▶ **Your tasks**
a) From the Ulysses reviews, return the passage that begins at the words "Review: The single" and stops after the words "knew. And it is.", copied word for word.
b) Name every person mentioned by name in the Ulysses reviews.
c) Extend the Ulysses reviews by writing on from their last sentence.

-- Start Document excerpt --

Review: The single most influential novel of the twentieth century. Glorious, all encompassing, touching, extremely funny, unforgettable...simply sit back relax and let your eye and mind takeover...the "ineluctable modality of the visible"...and be amazed. Faulkner went to Paris to gawk at him, Hemmingway described it as the "most goddamned wonderful book" he knew. And it is.

Rating: 1 stars
Summary: a shabby edition of a literary monument
Review: Ulysses is one of my very favorite books. Even though I've read the novel many times, I'm not qualified to compare this new edition to its predecessors: I'm a commercial artist, not a literary scholar. I AM qualified, however, to complain about how badly produced this book is. Professor Rose refers in his intro to the important influence that editors, designers and printers have on a text. Careful analysis of those influences are the basis of the method he used to create this new edition. Well, too bad he wasn't able to influence the publisher. This edition of Ulysses is printed on very cheap paper -- the kind of dim gray brittle stuff that the cheapest of romance fiction is printed on. Fine for a book that will be read once, but terrible for a "Reader's Edition" of a classic that will be reread and annotated. These pages will be badly discolored in a few years. The typography is mediocre, too: the title page looks like the Bad Example in any design textbook. The newspaper-style headlines in the "Aeolus" chapter are barely readable -- of course the ink spread on that awful paper doesn't help. If you read this, Professor Rose, I'm sorry your efforts were presented so poorly.

Rating: 5 stars
Summary: Nobody could have done it except Joyce
Review: My advice to you is - read the entire thing first. Then read the book about it by Stuart Gilbert, and reread it.

-- End Document excerpt --
-- Start Records --

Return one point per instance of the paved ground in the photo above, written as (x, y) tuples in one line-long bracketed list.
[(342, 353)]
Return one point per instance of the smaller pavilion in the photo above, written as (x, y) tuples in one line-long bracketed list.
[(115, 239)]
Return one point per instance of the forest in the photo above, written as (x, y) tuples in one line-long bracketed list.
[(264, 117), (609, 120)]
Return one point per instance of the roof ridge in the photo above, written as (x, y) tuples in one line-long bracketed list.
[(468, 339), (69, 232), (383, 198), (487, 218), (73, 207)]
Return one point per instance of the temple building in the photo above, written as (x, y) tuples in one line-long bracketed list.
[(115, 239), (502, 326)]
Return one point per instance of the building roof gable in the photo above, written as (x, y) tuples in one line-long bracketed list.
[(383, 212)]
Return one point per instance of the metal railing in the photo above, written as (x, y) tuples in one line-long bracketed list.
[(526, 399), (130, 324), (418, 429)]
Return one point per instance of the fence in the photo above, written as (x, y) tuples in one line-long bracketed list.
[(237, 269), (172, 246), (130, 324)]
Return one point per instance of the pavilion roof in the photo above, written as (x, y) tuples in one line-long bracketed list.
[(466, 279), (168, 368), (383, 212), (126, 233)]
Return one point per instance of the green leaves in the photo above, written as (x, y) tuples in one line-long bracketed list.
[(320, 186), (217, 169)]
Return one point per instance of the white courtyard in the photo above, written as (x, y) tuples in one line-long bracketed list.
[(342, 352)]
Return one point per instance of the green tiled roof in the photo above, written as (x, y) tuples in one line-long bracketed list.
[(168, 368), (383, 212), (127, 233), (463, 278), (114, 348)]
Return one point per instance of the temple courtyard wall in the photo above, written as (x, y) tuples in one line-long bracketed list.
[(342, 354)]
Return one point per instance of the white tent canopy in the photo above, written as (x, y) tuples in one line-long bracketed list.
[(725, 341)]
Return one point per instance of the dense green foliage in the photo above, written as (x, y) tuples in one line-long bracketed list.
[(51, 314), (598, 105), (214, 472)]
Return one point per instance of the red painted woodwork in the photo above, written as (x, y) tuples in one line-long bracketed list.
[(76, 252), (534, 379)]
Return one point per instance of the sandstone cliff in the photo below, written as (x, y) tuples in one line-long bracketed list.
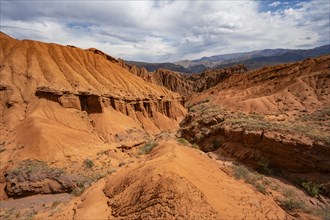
[(61, 101)]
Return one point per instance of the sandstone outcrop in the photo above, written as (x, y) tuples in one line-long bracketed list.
[(35, 177), (55, 98)]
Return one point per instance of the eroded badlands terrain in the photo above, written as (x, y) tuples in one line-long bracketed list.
[(86, 136)]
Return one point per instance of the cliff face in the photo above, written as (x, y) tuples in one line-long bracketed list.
[(185, 84), (55, 98)]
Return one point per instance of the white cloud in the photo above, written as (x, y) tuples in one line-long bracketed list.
[(168, 30), (275, 4)]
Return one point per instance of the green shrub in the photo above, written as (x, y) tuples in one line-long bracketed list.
[(216, 144), (147, 148), (260, 188), (88, 163), (183, 141), (241, 172), (311, 188), (291, 204), (263, 166)]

-- End Records --

▶ **Task answers**
a)
Review: The single most influential novel of the twentieth century. Glorious, all encompassing, touching, extremely funny, unforgettable...simply sit back relax and let your eye and mind takeover...the "ineluctable modality of the visible"...and be amazed. Faulkner went to Paris to gawk at him, Hemmingway described it as the "most goddamned wonderful book" he knew. And it is.

b) Faulkner, Hemmingway, Professor Rose, Joyce, Stuart Gilbert

c)
Rating: 5 stars
Summary: An amazing book that captures the entire human spirit.
Review: I started reading Ulysses with the help of the annotations, but soon left those behind. The horror stories that I had heard of the difficulty of the book were unfounded, and I enjoyed every moment of the text. Having read the Dubliners and Portrait of the Artist as a Young Man, I was used to Joyce's style, or so I thought. But in Ulysses I discovered that stream of consciousness could be taken to a new and deeper level. Joyce did not mean for us to grasp every allusion, therefore annotations are not really necessary. By reading Ulysses, I also managed to gain a new insight into the Odyssey, and found new undertones withing Homer's work. People had told me that at the age of 16 and 17 it would be impossible to read Ulysses. I disagree. Length does not make a book more difficult to read -- Walden Pond is, at times, harder to understand than Ulysses. When I finished Ulysses, I felt an emptiness, for I had been living in the mind of Leopold Bloom. It was as if part of me had been taken away. In the future, I will definitely reread Ulysses, and I recommend it to anyone who loves literature. It is a masterpiece.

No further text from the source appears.